DIRECTIVE
Please put every line of all the records below into a single numbered list, leaving out any blank lines.

DATA IN THIS EXERCISE

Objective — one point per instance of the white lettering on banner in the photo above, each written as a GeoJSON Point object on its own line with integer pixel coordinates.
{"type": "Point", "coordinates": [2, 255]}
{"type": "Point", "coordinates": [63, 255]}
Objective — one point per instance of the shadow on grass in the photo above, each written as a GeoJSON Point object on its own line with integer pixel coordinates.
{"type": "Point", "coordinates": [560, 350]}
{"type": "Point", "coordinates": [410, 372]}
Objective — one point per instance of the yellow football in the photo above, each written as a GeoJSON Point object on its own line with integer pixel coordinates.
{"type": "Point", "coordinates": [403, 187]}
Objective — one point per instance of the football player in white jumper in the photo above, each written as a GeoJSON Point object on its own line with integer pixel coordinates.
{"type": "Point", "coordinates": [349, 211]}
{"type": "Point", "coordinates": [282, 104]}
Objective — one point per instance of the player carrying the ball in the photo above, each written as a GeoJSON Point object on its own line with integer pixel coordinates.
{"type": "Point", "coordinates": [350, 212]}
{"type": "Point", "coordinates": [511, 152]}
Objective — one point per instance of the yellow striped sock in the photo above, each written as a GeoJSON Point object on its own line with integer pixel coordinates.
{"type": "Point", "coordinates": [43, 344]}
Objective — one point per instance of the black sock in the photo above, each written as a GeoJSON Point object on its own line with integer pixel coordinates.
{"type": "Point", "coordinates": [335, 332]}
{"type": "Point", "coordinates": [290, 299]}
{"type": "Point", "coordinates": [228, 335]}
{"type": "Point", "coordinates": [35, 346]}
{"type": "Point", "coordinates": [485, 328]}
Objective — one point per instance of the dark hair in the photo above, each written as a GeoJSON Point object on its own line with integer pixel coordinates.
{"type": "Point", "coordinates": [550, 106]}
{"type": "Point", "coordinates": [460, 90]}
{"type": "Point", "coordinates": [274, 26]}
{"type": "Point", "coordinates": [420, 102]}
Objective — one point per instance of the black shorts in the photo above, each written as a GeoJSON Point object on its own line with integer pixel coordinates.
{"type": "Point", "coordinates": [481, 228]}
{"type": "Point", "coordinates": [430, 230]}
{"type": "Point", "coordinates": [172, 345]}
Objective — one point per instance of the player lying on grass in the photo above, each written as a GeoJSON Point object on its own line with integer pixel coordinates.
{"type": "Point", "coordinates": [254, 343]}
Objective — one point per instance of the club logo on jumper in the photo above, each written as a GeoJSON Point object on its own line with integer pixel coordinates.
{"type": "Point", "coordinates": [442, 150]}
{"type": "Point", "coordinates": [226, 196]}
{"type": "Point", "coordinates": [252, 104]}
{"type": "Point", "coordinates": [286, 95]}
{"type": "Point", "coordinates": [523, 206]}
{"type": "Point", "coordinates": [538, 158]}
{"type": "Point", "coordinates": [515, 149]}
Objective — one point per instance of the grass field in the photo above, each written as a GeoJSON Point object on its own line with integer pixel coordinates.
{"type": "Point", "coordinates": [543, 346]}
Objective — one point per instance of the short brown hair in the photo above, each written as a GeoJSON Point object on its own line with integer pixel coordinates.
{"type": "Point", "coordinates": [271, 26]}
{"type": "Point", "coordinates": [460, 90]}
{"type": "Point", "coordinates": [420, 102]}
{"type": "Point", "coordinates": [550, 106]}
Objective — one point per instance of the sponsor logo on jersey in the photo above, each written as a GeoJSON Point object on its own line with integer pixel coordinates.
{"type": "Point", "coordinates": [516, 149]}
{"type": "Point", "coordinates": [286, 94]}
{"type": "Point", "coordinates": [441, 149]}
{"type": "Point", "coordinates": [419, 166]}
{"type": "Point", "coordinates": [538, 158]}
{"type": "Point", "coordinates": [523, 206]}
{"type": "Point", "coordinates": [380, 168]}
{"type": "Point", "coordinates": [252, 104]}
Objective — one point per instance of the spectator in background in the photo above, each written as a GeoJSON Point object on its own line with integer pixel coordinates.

OUTPUT OF THE EXERCISE
1. Objective — one point per instance of the white lettering on banner in the photo above, each written as a GeoJSON Point object on its own line with integer pixel coordinates.
2. {"type": "Point", "coordinates": [2, 255]}
3. {"type": "Point", "coordinates": [63, 255]}
4. Objective — one point per instance of the shadow on grass in the photo above, each written as a GeoJSON Point object on its own line with integer pixel coordinates.
5. {"type": "Point", "coordinates": [560, 350]}
6. {"type": "Point", "coordinates": [410, 372]}
7. Objective — one point per instance of the yellow football in the photo above, each written as a GeoJSON Point object on its own line with integer pixel coordinates.
8. {"type": "Point", "coordinates": [403, 187]}
9. Objective — one point per instance of the football player in white jumper in the photo above, each written as a GeoJSON Point object on its own line with integer pixel coordinates.
10. {"type": "Point", "coordinates": [349, 211]}
11. {"type": "Point", "coordinates": [282, 104]}
12. Objective — one point per instance of the player carrying the ball in the photo above, each written as a GeoJSON Point object on its own line with integer pixel coordinates.
13. {"type": "Point", "coordinates": [350, 212]}
14. {"type": "Point", "coordinates": [511, 152]}
15. Objective — one point per instance of the yellow striped sock in the photo above, each written as a GeoJSON Point object on its own line with integer pixel coordinates.
16. {"type": "Point", "coordinates": [43, 344]}
17. Objective — one point per instance of the black sock in the photo above, each written as a GeoJSON Point object on its own line with integer pixel coordinates.
18. {"type": "Point", "coordinates": [335, 332]}
19. {"type": "Point", "coordinates": [290, 299]}
20. {"type": "Point", "coordinates": [228, 335]}
21. {"type": "Point", "coordinates": [35, 346]}
22. {"type": "Point", "coordinates": [485, 328]}
23. Objective — one point per instance of the dark hair in the photo above, each written as a GeoJSON Point object on its own line with integer pixel coordinates.
24. {"type": "Point", "coordinates": [550, 106]}
25. {"type": "Point", "coordinates": [460, 90]}
26. {"type": "Point", "coordinates": [274, 26]}
27. {"type": "Point", "coordinates": [420, 102]}
28. Objective — one point per instance of the black shorts in the photo above, each written as a GeoJSON Point object on its own line with integer pixel coordinates.
29. {"type": "Point", "coordinates": [481, 228]}
30. {"type": "Point", "coordinates": [430, 230]}
31. {"type": "Point", "coordinates": [172, 345]}
32. Objective — one point per instance of the player lying on grass in the photo above, each written as a GeoJSON Point object on its own line with integer pixel coordinates.
33. {"type": "Point", "coordinates": [254, 343]}
34. Objective — one point per instance of the club logo on jumper in the photo above, each written as a GeoJSON Point object on its own line with integer pixel coordinates.
35. {"type": "Point", "coordinates": [442, 150]}
36. {"type": "Point", "coordinates": [226, 196]}
37. {"type": "Point", "coordinates": [252, 104]}
38. {"type": "Point", "coordinates": [286, 95]}
39. {"type": "Point", "coordinates": [523, 206]}
40. {"type": "Point", "coordinates": [538, 158]}
41. {"type": "Point", "coordinates": [515, 149]}
42. Objective — one point per instance of the grass field in the photo above, each written as a GeoJSON Point object on its own line with integer pixel coordinates.
43. {"type": "Point", "coordinates": [543, 346]}
44. Objective — one point per instance of the short brown hair in the photo above, each written as a GeoJSON Point object on its own line with integer pixel coordinates.
45. {"type": "Point", "coordinates": [271, 26]}
46. {"type": "Point", "coordinates": [460, 90]}
47. {"type": "Point", "coordinates": [420, 102]}
48. {"type": "Point", "coordinates": [550, 106]}
49. Objective — one point per instance of the sponsor logo on jersey in the photo above, each written as a GeoJSON Point object on its own line with integer pixel coordinates.
50. {"type": "Point", "coordinates": [516, 149]}
51. {"type": "Point", "coordinates": [286, 94]}
52. {"type": "Point", "coordinates": [441, 149]}
53. {"type": "Point", "coordinates": [419, 166]}
54. {"type": "Point", "coordinates": [538, 158]}
55. {"type": "Point", "coordinates": [523, 206]}
56. {"type": "Point", "coordinates": [380, 168]}
57. {"type": "Point", "coordinates": [252, 104]}
58. Objective — one point per instance of the spectator in background in the photo above, each written as a GeoJSON Point object on its own line with integer pixel coordinates.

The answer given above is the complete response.